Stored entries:
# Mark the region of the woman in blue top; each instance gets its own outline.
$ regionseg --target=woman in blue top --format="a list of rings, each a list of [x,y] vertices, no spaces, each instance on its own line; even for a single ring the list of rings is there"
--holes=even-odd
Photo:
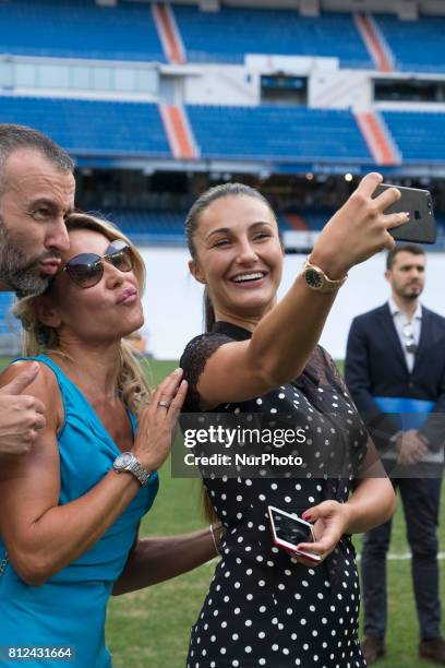
[[[73,214],[67,226],[70,251],[56,279],[16,307],[31,359],[9,367],[0,382],[37,360],[26,394],[46,406],[35,446],[1,462],[1,666],[20,658],[53,665],[58,654],[72,666],[110,666],[104,639],[110,594],[215,554],[208,529],[137,540],[187,383],[177,369],[151,398],[122,341],[143,323],[136,249],[92,216]]]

Short exercise: Reproduce every item above verbatim, leaving out the pictures.

Output below:
# Mark the region of the woman in blue top; each instance gets its own outline.
$ regionseg --target=woman in blue top --format="a list of rings, each a list of [x,y] vertices, no spaces, each instance on its own line; even for a single ring the list of rings is there"
--holes=even-odd
Photo:
[[[73,214],[67,226],[70,251],[56,279],[16,307],[31,359],[9,367],[0,382],[37,360],[26,394],[46,406],[35,446],[1,462],[1,666],[20,658],[53,665],[58,654],[72,666],[110,666],[104,639],[110,594],[215,554],[208,529],[137,540],[187,383],[177,369],[151,398],[122,341],[143,323],[136,249],[92,216]]]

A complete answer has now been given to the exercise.